Provided records Start Marker
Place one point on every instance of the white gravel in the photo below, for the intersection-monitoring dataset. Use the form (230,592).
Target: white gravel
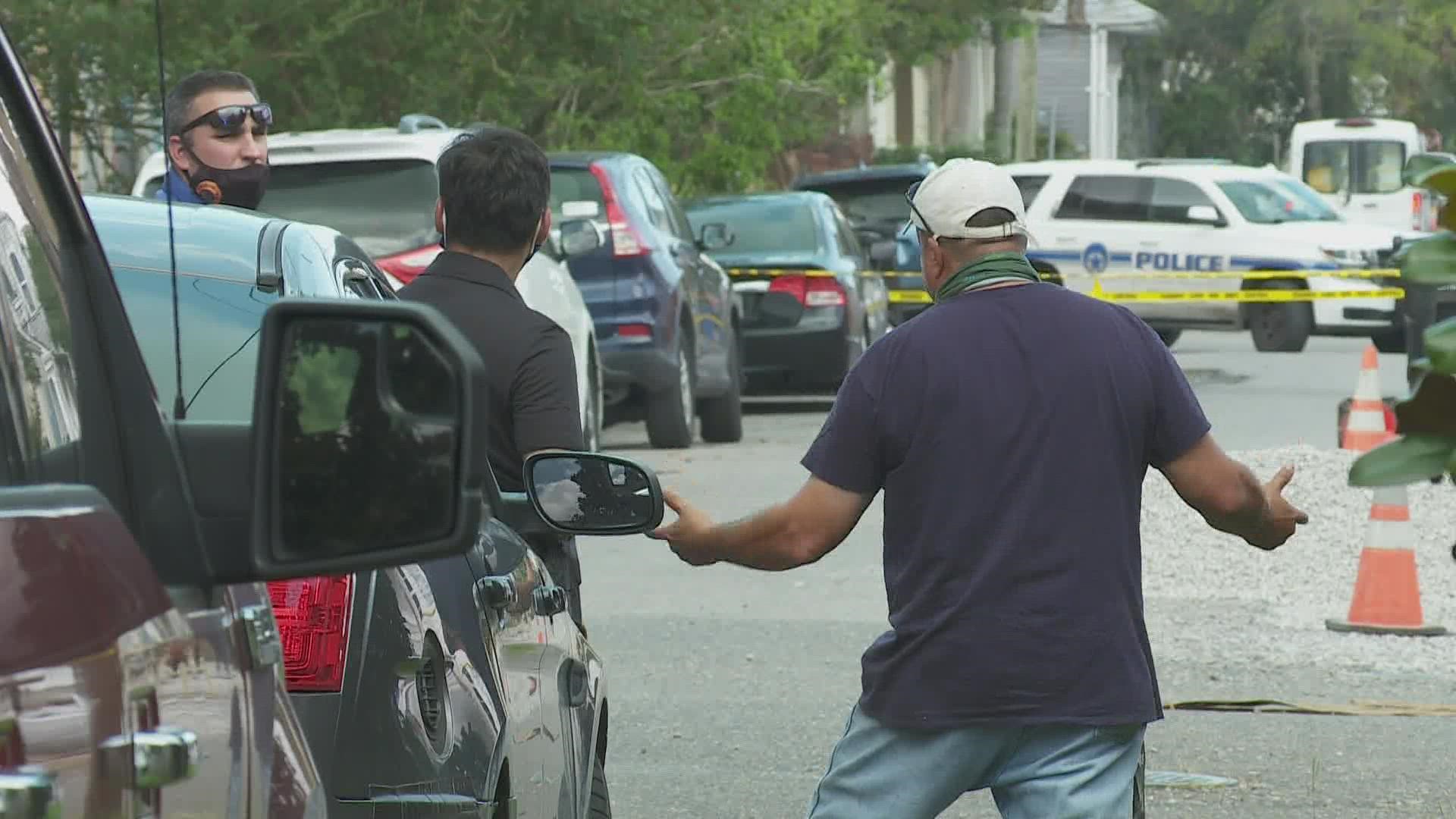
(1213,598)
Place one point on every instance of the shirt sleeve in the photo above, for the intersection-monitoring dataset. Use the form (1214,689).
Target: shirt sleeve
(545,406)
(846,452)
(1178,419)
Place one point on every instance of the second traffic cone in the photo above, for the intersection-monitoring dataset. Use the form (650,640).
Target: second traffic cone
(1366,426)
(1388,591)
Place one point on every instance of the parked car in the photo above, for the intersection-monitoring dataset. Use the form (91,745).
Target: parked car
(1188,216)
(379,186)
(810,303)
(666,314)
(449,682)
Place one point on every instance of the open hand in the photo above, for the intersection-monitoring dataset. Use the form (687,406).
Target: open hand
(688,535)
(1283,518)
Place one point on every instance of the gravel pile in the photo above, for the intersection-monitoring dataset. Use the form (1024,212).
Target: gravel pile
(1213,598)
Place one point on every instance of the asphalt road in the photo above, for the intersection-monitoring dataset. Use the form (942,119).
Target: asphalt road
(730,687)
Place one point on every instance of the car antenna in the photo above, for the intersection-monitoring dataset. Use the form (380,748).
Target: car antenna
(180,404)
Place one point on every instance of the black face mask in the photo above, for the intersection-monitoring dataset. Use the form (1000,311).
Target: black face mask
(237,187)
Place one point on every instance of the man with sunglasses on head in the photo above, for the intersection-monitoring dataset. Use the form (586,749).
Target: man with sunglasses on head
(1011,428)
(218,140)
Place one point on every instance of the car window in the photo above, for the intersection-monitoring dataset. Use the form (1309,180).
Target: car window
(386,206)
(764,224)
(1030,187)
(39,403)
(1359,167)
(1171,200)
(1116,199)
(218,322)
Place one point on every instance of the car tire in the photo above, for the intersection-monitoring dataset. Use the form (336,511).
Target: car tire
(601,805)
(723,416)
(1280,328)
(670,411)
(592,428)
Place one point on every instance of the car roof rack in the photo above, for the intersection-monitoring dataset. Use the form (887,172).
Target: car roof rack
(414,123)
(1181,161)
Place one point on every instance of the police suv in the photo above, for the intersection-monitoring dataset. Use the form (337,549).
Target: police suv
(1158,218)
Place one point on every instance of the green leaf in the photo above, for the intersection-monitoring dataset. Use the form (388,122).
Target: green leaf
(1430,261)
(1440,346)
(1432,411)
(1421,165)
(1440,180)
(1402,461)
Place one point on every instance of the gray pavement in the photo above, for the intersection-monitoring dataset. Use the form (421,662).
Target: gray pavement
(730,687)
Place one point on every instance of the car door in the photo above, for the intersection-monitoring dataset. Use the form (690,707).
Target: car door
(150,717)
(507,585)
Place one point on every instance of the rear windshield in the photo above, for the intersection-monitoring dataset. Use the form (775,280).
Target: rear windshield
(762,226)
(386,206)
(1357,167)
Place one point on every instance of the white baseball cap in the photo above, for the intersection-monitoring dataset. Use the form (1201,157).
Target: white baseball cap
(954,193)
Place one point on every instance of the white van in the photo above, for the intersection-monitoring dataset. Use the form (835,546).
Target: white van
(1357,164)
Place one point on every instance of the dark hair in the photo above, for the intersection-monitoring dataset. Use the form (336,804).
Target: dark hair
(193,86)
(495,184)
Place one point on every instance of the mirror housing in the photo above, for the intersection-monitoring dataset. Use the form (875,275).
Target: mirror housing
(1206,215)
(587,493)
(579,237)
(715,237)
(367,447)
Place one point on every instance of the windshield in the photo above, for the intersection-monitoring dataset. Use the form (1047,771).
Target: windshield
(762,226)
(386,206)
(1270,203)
Provided records End Marker
Provided records Start Marker
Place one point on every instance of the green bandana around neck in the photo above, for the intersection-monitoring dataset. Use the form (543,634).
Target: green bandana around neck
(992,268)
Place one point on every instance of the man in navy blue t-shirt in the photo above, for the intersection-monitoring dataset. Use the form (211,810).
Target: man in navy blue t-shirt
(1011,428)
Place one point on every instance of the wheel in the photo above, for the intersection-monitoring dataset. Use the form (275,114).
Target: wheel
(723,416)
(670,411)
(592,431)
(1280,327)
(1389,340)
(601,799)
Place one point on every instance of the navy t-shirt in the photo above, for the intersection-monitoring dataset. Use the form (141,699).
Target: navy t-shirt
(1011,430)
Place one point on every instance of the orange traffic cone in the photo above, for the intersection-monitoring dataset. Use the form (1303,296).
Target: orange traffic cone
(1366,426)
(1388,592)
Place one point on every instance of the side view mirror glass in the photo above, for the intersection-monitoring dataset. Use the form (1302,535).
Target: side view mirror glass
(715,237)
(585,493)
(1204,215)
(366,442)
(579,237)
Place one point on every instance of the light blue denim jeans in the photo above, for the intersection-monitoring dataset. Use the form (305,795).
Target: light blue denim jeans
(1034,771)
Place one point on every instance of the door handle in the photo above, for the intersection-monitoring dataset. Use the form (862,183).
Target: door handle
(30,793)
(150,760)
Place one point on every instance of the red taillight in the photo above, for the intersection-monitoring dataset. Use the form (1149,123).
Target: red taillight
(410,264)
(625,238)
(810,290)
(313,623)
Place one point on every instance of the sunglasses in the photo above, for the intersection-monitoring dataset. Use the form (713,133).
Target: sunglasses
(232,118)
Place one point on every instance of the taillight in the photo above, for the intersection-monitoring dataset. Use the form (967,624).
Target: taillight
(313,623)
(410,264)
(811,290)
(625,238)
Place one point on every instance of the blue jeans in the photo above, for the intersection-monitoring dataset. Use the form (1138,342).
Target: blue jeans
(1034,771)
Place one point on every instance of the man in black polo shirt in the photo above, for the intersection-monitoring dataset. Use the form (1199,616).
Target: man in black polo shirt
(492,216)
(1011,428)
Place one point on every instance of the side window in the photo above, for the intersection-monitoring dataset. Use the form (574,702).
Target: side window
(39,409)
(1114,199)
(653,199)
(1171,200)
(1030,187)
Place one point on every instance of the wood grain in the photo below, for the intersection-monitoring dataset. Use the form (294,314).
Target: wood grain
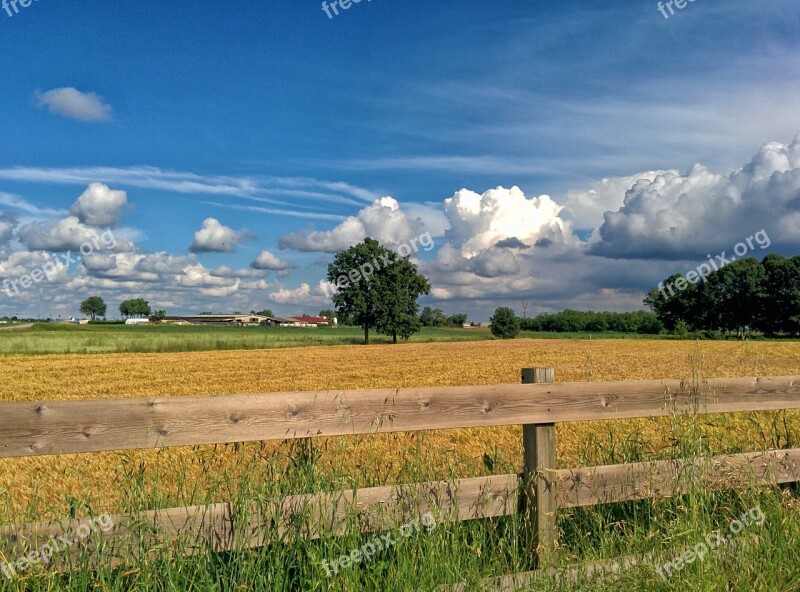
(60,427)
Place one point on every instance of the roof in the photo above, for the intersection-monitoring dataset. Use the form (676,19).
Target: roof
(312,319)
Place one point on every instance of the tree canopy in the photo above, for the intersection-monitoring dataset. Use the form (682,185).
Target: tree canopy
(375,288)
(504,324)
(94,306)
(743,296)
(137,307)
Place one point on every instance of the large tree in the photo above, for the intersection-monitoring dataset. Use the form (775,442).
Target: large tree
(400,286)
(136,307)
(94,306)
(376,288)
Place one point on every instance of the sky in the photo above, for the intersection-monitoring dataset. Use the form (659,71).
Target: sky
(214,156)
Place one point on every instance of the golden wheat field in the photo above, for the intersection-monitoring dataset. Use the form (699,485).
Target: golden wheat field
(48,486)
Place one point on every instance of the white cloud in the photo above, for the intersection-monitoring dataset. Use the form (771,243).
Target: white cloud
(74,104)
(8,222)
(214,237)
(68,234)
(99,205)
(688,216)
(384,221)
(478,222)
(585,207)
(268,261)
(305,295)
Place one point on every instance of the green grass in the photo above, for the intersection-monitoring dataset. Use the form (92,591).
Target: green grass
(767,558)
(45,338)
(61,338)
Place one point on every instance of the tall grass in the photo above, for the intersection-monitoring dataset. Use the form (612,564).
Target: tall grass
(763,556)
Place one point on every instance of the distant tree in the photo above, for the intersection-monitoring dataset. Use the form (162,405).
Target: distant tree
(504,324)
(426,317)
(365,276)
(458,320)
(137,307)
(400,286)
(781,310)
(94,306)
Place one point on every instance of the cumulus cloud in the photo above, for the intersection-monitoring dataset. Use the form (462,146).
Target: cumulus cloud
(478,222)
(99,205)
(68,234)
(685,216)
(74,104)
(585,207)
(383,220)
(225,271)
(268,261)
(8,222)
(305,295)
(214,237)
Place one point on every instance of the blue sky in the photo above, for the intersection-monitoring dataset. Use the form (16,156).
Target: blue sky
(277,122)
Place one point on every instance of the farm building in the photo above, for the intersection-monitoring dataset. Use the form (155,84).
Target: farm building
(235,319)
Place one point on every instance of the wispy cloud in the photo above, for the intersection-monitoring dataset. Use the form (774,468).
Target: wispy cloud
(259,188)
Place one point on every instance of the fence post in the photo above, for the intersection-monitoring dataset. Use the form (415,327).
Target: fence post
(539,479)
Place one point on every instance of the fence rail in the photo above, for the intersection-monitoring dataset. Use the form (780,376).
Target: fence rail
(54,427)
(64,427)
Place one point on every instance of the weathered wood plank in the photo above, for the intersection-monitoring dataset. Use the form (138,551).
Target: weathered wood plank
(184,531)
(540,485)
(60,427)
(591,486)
Provided records End Marker
▶ Task
Using the data above, reproduce exactly the lines from the line that contains "Place one point on every instance of the side view" through the line that contains "Place one point on every instance of the red", including both.

▶ Answer for the task
Place one point on every instance of the side view mirror glass in the photo above, for the intersection-monitoring dataset. Use the form (1302,535).
Target: side view mirror glass
(715,237)
(585,493)
(1204,215)
(366,442)
(579,237)
Place one point on every instance of the light blue denim jeans in the photo above, for the intersection-monitoring dataset. Use the form (305,795).
Target: light blue denim jeans
(1034,771)
Place one point on every instance of the door handle in the photo above, for the intersection-monitoring dataset. Use the form (862,183).
Target: door handle
(30,793)
(150,760)
Place one point on every instance of the red taillight in the photo above, for the intersection-monitoring dataset. Use the form (1149,123).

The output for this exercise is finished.